DO THIS
Revise the material below so that each "box" becomes "draw a bounding box around", with every other word and line left unchanged.

RECORDS FOR PROCESSING
────────────────
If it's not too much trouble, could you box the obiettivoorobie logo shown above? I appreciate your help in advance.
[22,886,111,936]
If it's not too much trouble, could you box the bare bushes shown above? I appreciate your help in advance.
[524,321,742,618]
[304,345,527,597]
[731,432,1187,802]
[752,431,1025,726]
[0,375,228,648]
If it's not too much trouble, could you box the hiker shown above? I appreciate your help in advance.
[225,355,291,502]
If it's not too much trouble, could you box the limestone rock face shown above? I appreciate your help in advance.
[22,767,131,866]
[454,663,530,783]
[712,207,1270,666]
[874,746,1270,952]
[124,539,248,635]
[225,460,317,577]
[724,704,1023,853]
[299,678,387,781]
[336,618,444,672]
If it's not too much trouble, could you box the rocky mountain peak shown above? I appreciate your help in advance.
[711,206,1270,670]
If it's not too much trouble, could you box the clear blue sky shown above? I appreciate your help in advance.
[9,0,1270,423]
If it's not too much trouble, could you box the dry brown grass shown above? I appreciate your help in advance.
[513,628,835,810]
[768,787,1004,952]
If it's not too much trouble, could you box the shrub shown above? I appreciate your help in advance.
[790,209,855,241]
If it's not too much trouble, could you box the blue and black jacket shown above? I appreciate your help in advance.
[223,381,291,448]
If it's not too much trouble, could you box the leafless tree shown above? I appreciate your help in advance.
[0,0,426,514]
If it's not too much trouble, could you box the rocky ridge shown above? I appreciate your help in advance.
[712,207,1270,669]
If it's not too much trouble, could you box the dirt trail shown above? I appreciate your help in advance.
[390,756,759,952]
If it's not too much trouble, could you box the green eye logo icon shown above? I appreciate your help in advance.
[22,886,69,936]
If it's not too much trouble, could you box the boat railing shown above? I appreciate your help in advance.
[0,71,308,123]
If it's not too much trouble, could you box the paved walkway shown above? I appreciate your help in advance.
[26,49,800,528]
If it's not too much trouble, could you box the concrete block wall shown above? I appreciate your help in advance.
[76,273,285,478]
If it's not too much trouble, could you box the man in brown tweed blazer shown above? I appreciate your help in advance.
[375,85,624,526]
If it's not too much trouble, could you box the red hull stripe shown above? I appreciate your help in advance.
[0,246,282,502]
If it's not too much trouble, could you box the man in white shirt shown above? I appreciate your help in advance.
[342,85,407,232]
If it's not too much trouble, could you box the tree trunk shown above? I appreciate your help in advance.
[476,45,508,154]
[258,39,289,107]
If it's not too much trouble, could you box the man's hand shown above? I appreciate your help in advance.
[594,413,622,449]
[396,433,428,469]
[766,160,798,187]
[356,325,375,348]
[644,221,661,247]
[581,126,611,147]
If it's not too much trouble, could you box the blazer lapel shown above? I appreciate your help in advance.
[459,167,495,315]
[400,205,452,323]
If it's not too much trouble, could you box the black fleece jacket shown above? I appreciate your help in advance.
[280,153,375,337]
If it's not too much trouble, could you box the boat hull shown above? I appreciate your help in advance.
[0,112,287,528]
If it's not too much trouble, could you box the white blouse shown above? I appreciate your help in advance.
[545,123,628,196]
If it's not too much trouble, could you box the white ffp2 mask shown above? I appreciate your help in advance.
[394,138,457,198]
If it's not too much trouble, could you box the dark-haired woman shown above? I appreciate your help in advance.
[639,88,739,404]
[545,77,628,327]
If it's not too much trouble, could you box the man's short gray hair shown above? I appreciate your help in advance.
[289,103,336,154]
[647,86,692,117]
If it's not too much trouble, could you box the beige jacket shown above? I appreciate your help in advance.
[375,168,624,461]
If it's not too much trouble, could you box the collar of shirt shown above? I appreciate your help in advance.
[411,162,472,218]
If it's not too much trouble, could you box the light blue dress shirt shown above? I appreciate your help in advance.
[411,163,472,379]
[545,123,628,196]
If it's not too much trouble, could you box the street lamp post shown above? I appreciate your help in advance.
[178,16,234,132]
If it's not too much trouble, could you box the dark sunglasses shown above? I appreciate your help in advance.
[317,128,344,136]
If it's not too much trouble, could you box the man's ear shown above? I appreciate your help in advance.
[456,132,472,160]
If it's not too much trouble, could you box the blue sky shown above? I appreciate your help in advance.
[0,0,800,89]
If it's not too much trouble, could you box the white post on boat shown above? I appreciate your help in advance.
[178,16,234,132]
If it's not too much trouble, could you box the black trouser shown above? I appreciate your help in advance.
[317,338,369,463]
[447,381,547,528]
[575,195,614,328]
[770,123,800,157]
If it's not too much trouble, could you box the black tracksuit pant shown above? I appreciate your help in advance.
────────────────
COMPLETED EXERCISE
If it's not too much trouble, could you draw a bounding box around the obiettivoorobie logo shown above? I appreciate your help in advance.
[22,886,111,936]
If it's not too much trouble, could you draw a bounding box around the bare bushes shown above? I appreciate your help in advance.
[524,321,742,618]
[304,345,527,597]
[731,432,1187,802]
[752,431,1025,726]
[0,375,228,648]
If it's not too much trouble, could you draw a bounding box around the hiker shown above? I appreciate your help in advance.
[225,355,291,502]
If it's not too much trouble, could you draw a bounding box around the limestone rock face shown above? I appreciate your help in advance.
[22,767,131,866]
[454,663,530,783]
[712,207,1270,666]
[874,746,1270,952]
[124,539,248,635]
[225,460,317,577]
[724,704,1023,853]
[299,678,387,781]
[336,618,444,672]
If it's not too much trouble, could you draw a bounding box around the rocky mountain peak shown above? I appreciate your help in advance.
[711,206,1270,670]
If it's not too much trouble, could you draw a bounding box around the clear blue sky shown above? I appreciate your help in advance.
[9,0,1270,423]
If it's not too much trouble, could you draw a bounding box around the dry brown grass shown above? I appreciate your help in advance.
[513,628,835,810]
[768,787,1004,952]
If it's not too much trouble, could you draw a bounding box around the shrub shown above? I appreciate your help in advance.
[790,209,855,241]
If it's not too much trouble, could you draw a bounding box around the blue and black jacket shown above? I appreciate your help in advance.
[223,381,291,448]
If it's not too much trouble, could you draw a bounding box around the leafless tree shown above? I appreciate your help in advance.
[0,0,426,514]
If it's not too much trouble, could you draw a bounding box around the rocky ridge shown above? I appreciate your help in advance.
[712,207,1270,669]
If it's not too much trouble, could you draw a bounding box around the dirt trail shown above? I appreciate your help in advance.
[390,756,759,952]
If it's not too much trouble, could you draw a bounding box around the green eye logo icon shown above? I appreciate your help in advance.
[22,886,69,936]
If it's not too much trouble, could you draw a bounding box around the boat railing shown above? I appreciate your help in advance.
[0,71,308,123]
If it's not too much trouble, could you draw a bounding box around the paved walkway shown above? I appreciate your help in advance.
[26,49,800,528]
If it's not too much trouble, could you draw a bounding box around the concrete block wall shown above? I appreciate your help in advance.
[76,273,285,478]
If it's not too much trouble, could you draw a bounding box around the man in brown tweed blazer shown above? I appreciate your help in advance.
[375,85,624,526]
If it's not too much trouble, could you draw a bounding box around the red hull stripe shown above? I appreciate your help in advance.
[0,246,282,502]
If it's not too much trouble, could you draw a bounding box around the man in white shirt shown above? I appreciate your help in advance.
[342,85,407,232]
If it's not too much trouble, could you draw a bounding box around the tree trunk shown above? I appreciate your help in advance.
[476,45,508,154]
[258,39,289,107]
If it's not too much trouble, could you draw a bounding box around the man's hand shown above? I appreciate your help in advance.
[594,413,622,449]
[396,433,428,469]
[766,160,798,187]
[356,325,375,348]
[644,221,661,247]
[581,126,611,147]
If it's not too much trouble, could you draw a bounding box around the blazer lapel shown above? I appreciate your help in advance.
[459,167,495,315]
[400,205,452,323]
If it's not too much trouble, could you draw a bounding box around the black fleece jacket shown above? I appreciate your help in advance.
[280,153,375,337]
If it's not too much trouble, could you draw a bounding box around the boat hull shown above? I appreciate your help in advance.
[0,112,287,528]
If it's not too much trouble, could you draw a bounding box around the white blouse shown above? I appreciate your help in advance.
[545,123,628,196]
If it's not too much trouble, could you draw a bounding box around the white ffp2 mask shown above? I appreciate your help in advance.
[394,138,457,198]
If it's not too much trouble, could you draw a bounding box around the dark-haired woman shown above? I appreciate your help in advance.
[639,88,739,404]
[545,77,628,327]
If it's not too much trouble, could you draw a bounding box around the man's short gray hair shown above? I appreciate your help in advance.
[289,103,336,154]
[647,86,692,117]
If it's not too much trouble, could you draw a bounding box around the beige jacket shown above? I appreciate your help in advance.
[375,168,624,461]
If it's not too much trouble, could you draw a bounding box around the collar of shirt shown above? I appreciate your help in advance.
[411,162,472,218]
If it's not too much trouble, could you draw a bounding box around the light blue dress shirt shown above? I appreciate your help in advance.
[411,163,472,379]
[545,123,628,196]
If it's not too much trouble, could you draw a bounding box around the street lamp post shown above? I appreciate your help in advance.
[178,16,234,132]
If it's not too much trouble, could you draw a bounding box around the dark sunglasses shown above? I appreciate your help in advance.
[317,128,344,136]
If it's not too much trouble, could you draw a bounding box around the man's ear shown above? I appreciate your help in advance.
[456,132,472,160]
If it's not too much trouble, could you draw a bounding box around the blue sky shown above? I appreciate your help in advance.
[0,0,800,89]
If it's not too much trouble, could you draw a bounding box around the white post on boat shown above? I appreciate your help in advance.
[178,16,234,132]
If it's not too much trouble, could you draw a bounding box around the black trouser shown above? I appreciate your help in advance.
[317,338,369,463]
[447,381,547,528]
[575,195,614,328]
[770,123,800,157]
If it's not too much trouble, could you draw a bounding box around the black tracksuit pant shown above? I appreciate your help in advance.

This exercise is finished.